[[ Excerpt to read open ]]

We could spend the next few paragraphs telling you how brilliant we are.
How our strategy-first approach is different from what you’ll get at most content agencies. How we only take on four clients at a time so we can go deep. How our work punches way above its weight.
But you’ve probably heard a version of that before (probably lies too). So, here's a rare thing in marketing: honesty.
We’re going to make a strong case for why you shouldn’t hire us.
The Other Guys is genuinely not for most brands. Not because we're trying to sound exclusive or edgy, but because our approach to brand building requires a fundamental rewiring of how most companies think about content marketing, risk, and growth.
So here it is. Instead of telling you why we’re great, here are 7 reasons you probably shouldn’t hire us.
We’ll start with the obvious:
Many companies think more content equals better results. They believe if you just publish enough stuff, you'll succeed.
But that's not how good content works. The best content changes how people think. It makes them see a problem they didn't notice before. Or it gets them to take action they were putting off.
Good content also creates a shift in people's minds that stays with them.
For example: If you sell team communication software, you could write about your features. Or you could write about how bad communication wastes time and money. The second approach hits harder. It turns "maybe later" into "we need this now."
The math works against volume-based content strategies. The more pieces you need to produce, the closer you move toward the center of what everyone else is saying, because outlier thinking doesn't scale efficiently.
If you need us to fill your content calendar with daily posts, if you measure success by how much you publish rather than impact,
then you need a content factory.
And that, my friend, is not us.
Sometimes, the most reliable predictor of mediocre content is the timeline expectations. Great content strategy requires the kind of deep thinking that simply cannot be compressed into sprint cycles.
When companies tell us to "move fast and break things," they usually mean skip the thinking and jump to making stuff. But the thinking is where the real value happens. That's where we figure out what makes your brand different and what your audience actually cares about.
The brands that get amazing results understand that strategy takes time. They'll spend weeks getting the foundation right because they know no amount of clever writing can fix a weak strategy.
We're not slow. We're thorough. We can move fast once we understand what we're building. But if you need stuff done in two weeks, if you can't invest time in strategy first, then you need an agency that specializes in quick turnarounds, not deep thinking.
And that, my friend, ………
Moving on.
Some clients treat content like a checklist.
They’ve got keyword lists, briefs, and a bunch of SEO "rules" they expect you to follow to the letter. What Brendan Hufford calls Checkbox Marketing.
This treats content like it's written for search engines, not people. It focuses on being found rather than being remembered. It assumes great content just means well-optimized content.
But content that really moves markets often breaks SEO rules. It cares more about changing readers than getting lots of readers. Sometimes being found by fewer people who really care is better than being found by lots of people who don't.
We don't ignore SEO. But we use it as one input into creative decision-making, not as the primary constraint that determines creative possibilities.
If you need every piece of content to follow specific keyword requirements, if you can't move forward without SEO validation for creative choices, yada, yada, then you need a content production service rather than a creative partner like The Other Guys.
The most insidious trap in content impact measurement is the assumption that the same metrics that measure existing content performance can measure breakthrough content performance.

[[ Excerpt to read closed ]]
[[ Entries provided open ]]

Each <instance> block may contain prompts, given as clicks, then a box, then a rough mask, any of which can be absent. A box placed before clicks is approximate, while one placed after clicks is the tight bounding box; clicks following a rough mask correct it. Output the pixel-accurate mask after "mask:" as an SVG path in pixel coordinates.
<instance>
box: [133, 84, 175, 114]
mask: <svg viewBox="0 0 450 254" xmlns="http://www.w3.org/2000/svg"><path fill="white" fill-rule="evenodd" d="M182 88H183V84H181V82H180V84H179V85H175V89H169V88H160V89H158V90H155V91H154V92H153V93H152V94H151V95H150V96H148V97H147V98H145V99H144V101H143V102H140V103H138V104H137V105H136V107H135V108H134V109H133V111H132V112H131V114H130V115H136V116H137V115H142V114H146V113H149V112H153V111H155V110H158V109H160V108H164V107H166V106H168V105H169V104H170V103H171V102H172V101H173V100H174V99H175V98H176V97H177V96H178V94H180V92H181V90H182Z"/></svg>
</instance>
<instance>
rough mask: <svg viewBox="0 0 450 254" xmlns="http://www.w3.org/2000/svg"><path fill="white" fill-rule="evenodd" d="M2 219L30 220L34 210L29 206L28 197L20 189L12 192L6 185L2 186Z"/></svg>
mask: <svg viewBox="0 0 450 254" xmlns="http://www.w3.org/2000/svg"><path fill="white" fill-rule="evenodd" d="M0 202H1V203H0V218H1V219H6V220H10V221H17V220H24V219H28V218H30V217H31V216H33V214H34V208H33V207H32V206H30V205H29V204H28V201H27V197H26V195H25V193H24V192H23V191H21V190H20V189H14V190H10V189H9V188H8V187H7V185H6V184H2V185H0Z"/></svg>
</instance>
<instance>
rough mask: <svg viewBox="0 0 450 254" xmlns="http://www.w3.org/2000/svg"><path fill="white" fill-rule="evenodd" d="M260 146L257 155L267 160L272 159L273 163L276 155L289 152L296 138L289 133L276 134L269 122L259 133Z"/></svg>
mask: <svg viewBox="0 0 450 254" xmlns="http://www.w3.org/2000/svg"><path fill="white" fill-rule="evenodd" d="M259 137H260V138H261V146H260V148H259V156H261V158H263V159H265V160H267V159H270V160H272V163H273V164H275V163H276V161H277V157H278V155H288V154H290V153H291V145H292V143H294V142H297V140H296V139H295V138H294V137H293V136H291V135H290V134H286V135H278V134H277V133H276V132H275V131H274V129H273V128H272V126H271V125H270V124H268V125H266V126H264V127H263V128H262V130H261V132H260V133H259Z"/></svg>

[[ Entries provided closed ]]

Exercise description: Pick up the piece on reasons not to hire The Other Guys right after its last sentence, about content impact measurement, and carry on in the same voice.

Result below:
When we create content, it's performance is seemingly poor on traditional content metrics in the first few weeks. Engagement rates measure how well content fits what people already do. But great content often creates new behaviors that don't show up in analytics.
I like to think the type of content we create makes those metrics irrelevant.
TikTok didn't win by creating better YouTube videos, for instance. They made YouTube's success metrics obsolete really. ANdeven Substack didn't beat traditional media by being better at traditional media metrics. They created entirely new definitions of what media success looks like.
There's a big difference between hiring an agency to do your vision and partnering with one to improve your vision. Most companies want the first but say they want the second.
The problem happens when companies hire an agency as a thinking partner but manage them like a vendor. They want amazing results but without risk.
If you need an agency to just implement your vision, if you want better execution of existing strategy rather than fundamentally different strategy, if you want recommendations that feel safe, then you need a vendor relationship, not a partnership.
And there's absolutely nothing wrong with that. Just don't hire a thought partner (ermmmm...... read: The Other Guys) to do vendor work.
If you’ve worked with a brand or agency on content, you’ve probably seen this pattern:
“We like what [insert competitor] is doing. Can we do something similar, just better?”
On the surface, this sounds reasonable. Competitor X is doing well. Their content seems sharp. Surely, emulating it with a few upgrades is a smart move, right?
Wrong. When you copy competitors, even when trying to "improve" on them, you're doing three harmful things:
You’re treating someone else’s output as your north star, instead of digging for your own original angle.
Even if your content is better, it’s still the same conversation. You’re reinforcing the status quo instead of challenging it.
Most category content clusters around the same 3–5 narratives. If you play in that pool, you’re not just competing with your direct rivals. You’re competing with the entire algorithm.
And that’s a losing game. Content that fits in never gets remembered.
The most revealing question we get from potential clients is some variation of "how are you using AI to make this faster and cheaper?"
It reveals a fundamental misunderstanding of where value gets created in content work and what kind of thinking can actually be automated.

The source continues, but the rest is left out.